List of tasks »
a) In the Robert Johnson remix thread, condense the paragraph beginning "I found a couple of different ones YouTube" into a shorter version that keeps its main facts.
b) Reproduce, word for word, the passage of the Robert Johnson remix thread that opens with the words containing "I found the" and closes with "(Jul 15, 2007)".

Source extract »
# # # #

# Robert Johnson Remix - to better appreciate the genius.



## CathodeRay (Jan 12, 2018)

Remixed Cross Road Blues : Playing Cross Road Blues Remix by Robert Johnson - picosong

I found the original '78 "full range recording" so tinny it was pretty difficult to listen to, appreciate, or try to get a handle on generally. Which is a shame; it's some awesome playing.

I remixed it in Soundforge, thought I'd share.


----------



## greco (Jul 15, 2007)

Thanks for doing the remix. It dramatically improved all aspects of the recording and it certainly helped me to appreciate Robert Johnson more than I ever had in the past.


----------



## CathodeRay (Jan 12, 2018)

greco said:


> Thanks for doing the remix. It dramatically improved all aspects of the recording and it certainly helped me to appreciate Robert Johnson more than I ever had in the past.


Awesome, thanks!


----------



## jdto (Sep 30, 2015)

That definitely sounds better. Have you also seen the conjecture that he was likely recorded at slower speed than 78 rpm, so most recordings of him sound sped up and thin?


----------



## CathodeRay (Jan 12, 2018)

@jdto I had not heard that. I could try to slow it down & see how it sounds though.


----------



## jdto (Sep 30, 2015)

CathodeRay said:


> @jdto I had not heard that. I could try to slow it down & see how it sounds though.


I found a couple of different ones YouTube, which sound pretty good. There are several different attempts at finding his "real" sound by slowing down and remastering etc. I admit that some of them don't sound great, but others do sound pretty realistic, to me.


----------



## CathodeRay (Jan 12, 2018)

That first one sounds fantastic.


----------



## jdto (Sep 30, 2015)

CathodeRay said:


> That first one sounds fantastic.


It gave me chills. It sounds a lot more realistic than the widely available recordings. His voice, the guitar, the licks...wow. There is a growl and a feeling that the faster recordings don’t quite capture. I don’t know for sure, but this version feels more “real” to me.


----------



## Dorian2 (Jun 9, 2015)

What were they trying to do? Make him sound white? That would never happen....now would it?


----------

# # # #

Dataset extract »
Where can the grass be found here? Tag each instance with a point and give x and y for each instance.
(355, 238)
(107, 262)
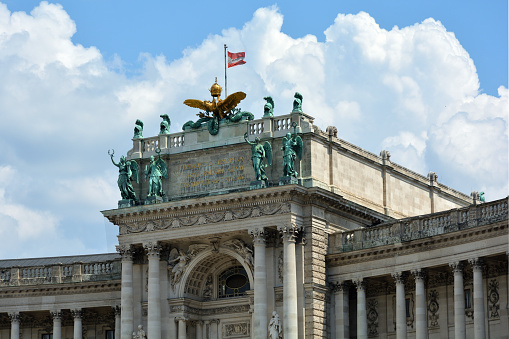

# # # #

Expected responses »
a) A couple of YouTube versions sound pretty good. Several attempts have tried to recover his "real" sound by slowing down and remastering the recordings. Some don't sound great, but others sound fairly realistic to the poster.

b)
I found the original '78 "full range recording" so tinny it was pretty difficult to listen to, appreciate, or try to get a handle on generally. Which is a shame; it's some awesome playing.

I remixed it in Soundforge, thought I'd share.


----------



## greco (Jul 15, 2007)